== INSTRUCTIONS ==
1. In the forum thread about Ankona skiffs, what maximum horsepower rating is given for the Cayenne?
2. Reproduce word for word the part of the forum thread about Ankona skiffs starting with "The only complaint" and going on through "driving the tiller.".

[START TEXT BLOCK]

# Which Ankona? New Member here.



## Shadowcast (Feb 26, 2008)

You pretty much mention 1A and 1B in my book when it comes to the Ankona fleet. They are two completely different skiffs that offer different potentials. 

The SUV can probably be considered the most versatile skiff in the fleet due to its true 5" draft, poling capabilities, and big water potential. The sharp front entry nose really has the ability to cut through a chop really well. The skiff is very stable for a 375# skiff. The SUV fishes like a much bigger platform than the water it gets into.

The Cayenne has taken some time to catch on in popularity. It has shallow water capabilities with a 6-7" draft but can afford you range of covering lots of water with a 70 HP max rating. With a 71" beam this skiff will be the most stable of the two. As far as covering water in comfort, this skiff is amazingly sensitive to trim adjustments which makes for a very dry ride. 

Both pole great, are silent, and offer an angler to fish many different situations. I have owned two SUV's and am getting ready to get into a Cayenne. Either way you will not go wrong, but I am looking forward to a 60 E-tec and the speed and range that goes along with it on the Cayenne.

You best bet is to wet test both and spend some time fishing on both. You will get many great insights and reviews on here but ultimately you have to run and fish the skiff, so it comes down to which one suits your needs better. You may discover another model along the way the may fit the bill better. Based on your criteria you listed, you've started off with two great skiffs. Good luck in your search.


----------



## paint it black (Nov 3, 2007)

I personally love the Cayenne. We picked one up last September and it's been phenomenal. I haven't spent much time in the SUV, but I'm sure it'll do well. I have owned two Copperhead's (both Gen 1 and Gen 2) and currently have the Shadowcast 17 non tunnel prototype, and the Cayenne. I've loved all the skiffs. 

I'm looking at adding a Saltmarsh to the fleet as a puddle jumper, for it truly is an incredible little skiff.


----------



## RonBari (Jun 30, 2012)

Not much to add to what Shadowcast and PIB said.. except that for three years our SUV-17 has taken us from the shallowest of shallows to across choppy bays and even a few miles offshore on nice days. Still happy with the boat, and we still enjoy a great relationship with the folks at the company that built it.


----------



## jmrodandgun (Sep 20, 2013)

I have an SUV and I couldn't imagine a boat floating any more shallow. I'm sure there are some out there that might be able to sneak in another inch but once you get it down to less than 5 inches it's pretty much bragging rights. At least that's how I feel here in Louisiana where we have a soft mud bottom. 

The only complaint I have about my SUV is it likes to bow steer in chop. It's fine once you learn what causes it, for me it's usually heavy quartering chop with too much weight forward. It's really spooky the first couple of times it happens. It will throw you on your ass if you standing while driving the tiller. 

I do not have trim tabs, perhaps it would correct this problem. I have found that simply backing off the throttle fixes 95% of bow steer.

[END TEXT BLOCK]
[START SUPPLIED MATERIAL]

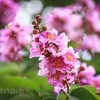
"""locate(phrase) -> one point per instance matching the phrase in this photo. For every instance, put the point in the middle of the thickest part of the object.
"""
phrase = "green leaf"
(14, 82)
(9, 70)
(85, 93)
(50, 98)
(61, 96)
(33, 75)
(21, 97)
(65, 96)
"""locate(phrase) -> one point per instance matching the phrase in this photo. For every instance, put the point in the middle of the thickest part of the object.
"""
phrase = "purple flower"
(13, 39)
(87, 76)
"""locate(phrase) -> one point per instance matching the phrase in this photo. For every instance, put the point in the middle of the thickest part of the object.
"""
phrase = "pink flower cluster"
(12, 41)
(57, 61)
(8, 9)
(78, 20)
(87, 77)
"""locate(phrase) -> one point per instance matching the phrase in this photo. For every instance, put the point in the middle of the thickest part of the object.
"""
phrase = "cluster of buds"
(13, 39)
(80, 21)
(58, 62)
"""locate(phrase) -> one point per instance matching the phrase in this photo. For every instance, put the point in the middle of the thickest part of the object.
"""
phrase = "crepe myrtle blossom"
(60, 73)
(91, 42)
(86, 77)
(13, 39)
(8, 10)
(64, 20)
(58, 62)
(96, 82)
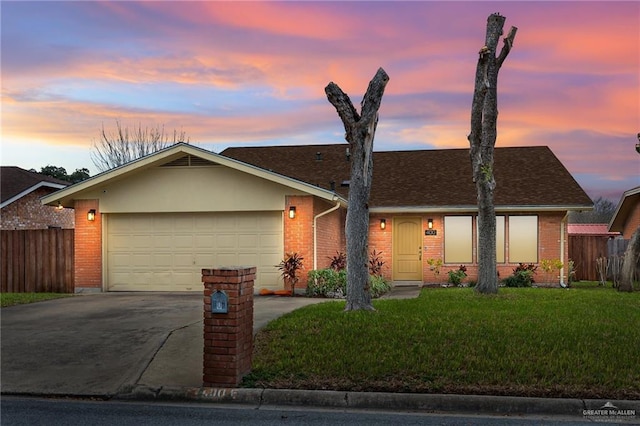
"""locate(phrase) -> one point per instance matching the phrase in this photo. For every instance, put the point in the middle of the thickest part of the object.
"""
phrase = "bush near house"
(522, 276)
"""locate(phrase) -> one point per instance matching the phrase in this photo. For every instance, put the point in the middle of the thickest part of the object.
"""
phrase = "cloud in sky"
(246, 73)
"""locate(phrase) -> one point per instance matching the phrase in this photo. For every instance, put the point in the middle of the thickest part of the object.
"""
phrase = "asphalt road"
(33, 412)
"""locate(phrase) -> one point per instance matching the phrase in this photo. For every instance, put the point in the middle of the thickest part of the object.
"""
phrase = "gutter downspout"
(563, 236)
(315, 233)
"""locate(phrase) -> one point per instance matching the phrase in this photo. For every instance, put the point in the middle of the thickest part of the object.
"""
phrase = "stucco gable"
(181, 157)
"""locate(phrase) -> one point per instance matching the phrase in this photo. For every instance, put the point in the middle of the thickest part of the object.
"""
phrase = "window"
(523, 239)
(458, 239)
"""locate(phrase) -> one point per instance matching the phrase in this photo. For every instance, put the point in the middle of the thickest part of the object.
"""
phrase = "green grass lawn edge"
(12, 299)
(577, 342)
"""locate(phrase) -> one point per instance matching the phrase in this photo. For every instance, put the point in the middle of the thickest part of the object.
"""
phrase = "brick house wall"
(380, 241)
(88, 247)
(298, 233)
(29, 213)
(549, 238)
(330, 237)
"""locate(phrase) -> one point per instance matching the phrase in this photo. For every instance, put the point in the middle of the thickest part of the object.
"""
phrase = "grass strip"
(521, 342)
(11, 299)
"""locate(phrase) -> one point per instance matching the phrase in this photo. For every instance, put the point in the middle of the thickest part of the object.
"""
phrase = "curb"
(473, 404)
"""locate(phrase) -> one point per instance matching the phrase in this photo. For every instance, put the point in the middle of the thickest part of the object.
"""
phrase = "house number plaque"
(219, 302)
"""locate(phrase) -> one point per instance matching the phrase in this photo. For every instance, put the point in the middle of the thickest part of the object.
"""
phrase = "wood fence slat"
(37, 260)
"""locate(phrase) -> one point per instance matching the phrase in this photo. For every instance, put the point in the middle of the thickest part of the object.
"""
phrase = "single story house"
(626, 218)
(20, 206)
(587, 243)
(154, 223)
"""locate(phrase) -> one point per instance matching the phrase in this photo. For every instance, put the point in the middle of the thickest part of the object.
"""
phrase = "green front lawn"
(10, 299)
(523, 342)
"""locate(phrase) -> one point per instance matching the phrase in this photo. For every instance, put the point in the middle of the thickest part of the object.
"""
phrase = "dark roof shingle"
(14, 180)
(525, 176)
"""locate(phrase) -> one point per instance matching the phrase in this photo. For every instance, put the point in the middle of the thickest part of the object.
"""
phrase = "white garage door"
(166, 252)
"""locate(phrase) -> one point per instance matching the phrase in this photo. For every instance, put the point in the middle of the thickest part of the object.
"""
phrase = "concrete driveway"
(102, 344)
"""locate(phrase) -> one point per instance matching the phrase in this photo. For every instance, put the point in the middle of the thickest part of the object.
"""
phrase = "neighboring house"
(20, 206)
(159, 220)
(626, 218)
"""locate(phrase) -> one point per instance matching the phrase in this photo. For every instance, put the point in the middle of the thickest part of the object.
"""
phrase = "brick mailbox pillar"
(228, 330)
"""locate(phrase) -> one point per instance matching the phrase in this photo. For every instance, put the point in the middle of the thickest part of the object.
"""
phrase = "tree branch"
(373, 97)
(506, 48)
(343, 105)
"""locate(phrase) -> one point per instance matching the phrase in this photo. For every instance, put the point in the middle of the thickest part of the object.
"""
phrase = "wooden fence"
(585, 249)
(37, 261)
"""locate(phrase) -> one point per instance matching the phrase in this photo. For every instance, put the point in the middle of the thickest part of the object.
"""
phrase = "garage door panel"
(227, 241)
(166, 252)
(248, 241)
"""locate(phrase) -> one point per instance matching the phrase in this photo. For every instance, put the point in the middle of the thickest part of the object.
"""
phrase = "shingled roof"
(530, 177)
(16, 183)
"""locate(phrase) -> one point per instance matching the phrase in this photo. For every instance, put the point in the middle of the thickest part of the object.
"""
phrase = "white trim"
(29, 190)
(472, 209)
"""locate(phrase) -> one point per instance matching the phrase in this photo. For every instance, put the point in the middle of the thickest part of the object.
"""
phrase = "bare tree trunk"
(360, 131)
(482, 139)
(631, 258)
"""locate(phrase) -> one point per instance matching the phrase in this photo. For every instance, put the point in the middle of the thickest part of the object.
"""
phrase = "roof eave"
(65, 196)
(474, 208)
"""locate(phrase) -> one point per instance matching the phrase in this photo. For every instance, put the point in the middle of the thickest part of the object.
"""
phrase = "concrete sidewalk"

[END SUPPLIED MATERIAL]

== OUTPUTS IN ORDER ==
1. 70 HP

2.
The only complaint I have about my SUV is it likes to bow steer in chop. It's fine once you learn what causes it, for me it's usually heavy quartering chop with too much weight forward. It's really spooky the first couple of times it happens. It will throw you on your ass if you standing while driving the tiller.